WHAT YOU ARE ASKED TO DO: For the material below, output exactly the span from the line with "positive clicks: (205, 72)" to the line with "box: [181, 69, 222, 94]", including both, and nothing besides.

[RECORDS SHOWN — start]

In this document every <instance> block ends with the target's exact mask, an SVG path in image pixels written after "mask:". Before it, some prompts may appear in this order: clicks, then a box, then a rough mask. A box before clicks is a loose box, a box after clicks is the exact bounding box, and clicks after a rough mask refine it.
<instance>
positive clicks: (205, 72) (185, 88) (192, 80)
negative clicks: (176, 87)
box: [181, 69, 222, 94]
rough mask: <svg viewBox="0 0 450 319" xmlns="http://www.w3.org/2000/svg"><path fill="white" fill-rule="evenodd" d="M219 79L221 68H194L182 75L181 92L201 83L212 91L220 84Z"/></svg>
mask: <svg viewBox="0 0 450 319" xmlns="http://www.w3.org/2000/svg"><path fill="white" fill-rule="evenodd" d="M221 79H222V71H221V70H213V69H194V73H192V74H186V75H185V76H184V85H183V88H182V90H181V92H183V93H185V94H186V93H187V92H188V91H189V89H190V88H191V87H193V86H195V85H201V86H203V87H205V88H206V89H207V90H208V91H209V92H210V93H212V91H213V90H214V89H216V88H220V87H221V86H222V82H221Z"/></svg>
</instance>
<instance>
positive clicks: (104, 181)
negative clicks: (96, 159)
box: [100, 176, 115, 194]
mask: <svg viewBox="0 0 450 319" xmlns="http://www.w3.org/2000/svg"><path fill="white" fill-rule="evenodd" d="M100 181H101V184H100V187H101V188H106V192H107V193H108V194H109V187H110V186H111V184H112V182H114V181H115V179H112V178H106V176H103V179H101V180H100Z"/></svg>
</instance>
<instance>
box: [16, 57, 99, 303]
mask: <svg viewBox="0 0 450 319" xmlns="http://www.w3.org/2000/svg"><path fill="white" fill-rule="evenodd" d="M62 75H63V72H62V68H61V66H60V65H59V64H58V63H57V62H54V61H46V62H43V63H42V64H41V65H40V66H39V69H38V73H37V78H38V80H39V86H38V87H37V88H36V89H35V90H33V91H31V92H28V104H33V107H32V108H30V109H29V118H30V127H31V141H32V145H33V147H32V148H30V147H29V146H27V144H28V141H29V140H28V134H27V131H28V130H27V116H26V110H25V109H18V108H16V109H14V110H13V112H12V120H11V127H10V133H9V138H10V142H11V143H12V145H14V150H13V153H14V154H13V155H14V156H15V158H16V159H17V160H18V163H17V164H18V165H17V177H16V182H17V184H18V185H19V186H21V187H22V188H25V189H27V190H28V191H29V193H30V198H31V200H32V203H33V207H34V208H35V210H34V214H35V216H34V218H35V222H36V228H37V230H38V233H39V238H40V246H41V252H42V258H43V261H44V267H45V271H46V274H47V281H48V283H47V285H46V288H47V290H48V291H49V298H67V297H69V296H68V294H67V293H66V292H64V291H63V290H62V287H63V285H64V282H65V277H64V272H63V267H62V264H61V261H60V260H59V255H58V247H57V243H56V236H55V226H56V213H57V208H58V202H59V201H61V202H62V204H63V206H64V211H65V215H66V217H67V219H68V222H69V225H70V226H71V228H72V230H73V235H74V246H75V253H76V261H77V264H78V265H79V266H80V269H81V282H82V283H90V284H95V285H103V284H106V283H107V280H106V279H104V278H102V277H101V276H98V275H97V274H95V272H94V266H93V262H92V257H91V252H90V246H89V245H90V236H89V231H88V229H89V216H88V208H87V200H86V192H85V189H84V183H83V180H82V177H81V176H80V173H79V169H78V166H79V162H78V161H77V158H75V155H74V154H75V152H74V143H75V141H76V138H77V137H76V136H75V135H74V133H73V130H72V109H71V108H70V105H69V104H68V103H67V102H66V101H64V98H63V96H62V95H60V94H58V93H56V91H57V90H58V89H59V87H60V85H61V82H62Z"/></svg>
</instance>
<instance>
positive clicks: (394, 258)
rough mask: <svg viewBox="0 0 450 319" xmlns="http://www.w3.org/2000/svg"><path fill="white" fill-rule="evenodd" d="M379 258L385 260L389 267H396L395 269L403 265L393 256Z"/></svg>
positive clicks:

[RECORDS SHOWN — finish]

PROBLEM SOLUTION:
positive clicks: (205, 72) (185, 88) (192, 80)
negative clicks: (176, 87)
box: [181, 69, 222, 94]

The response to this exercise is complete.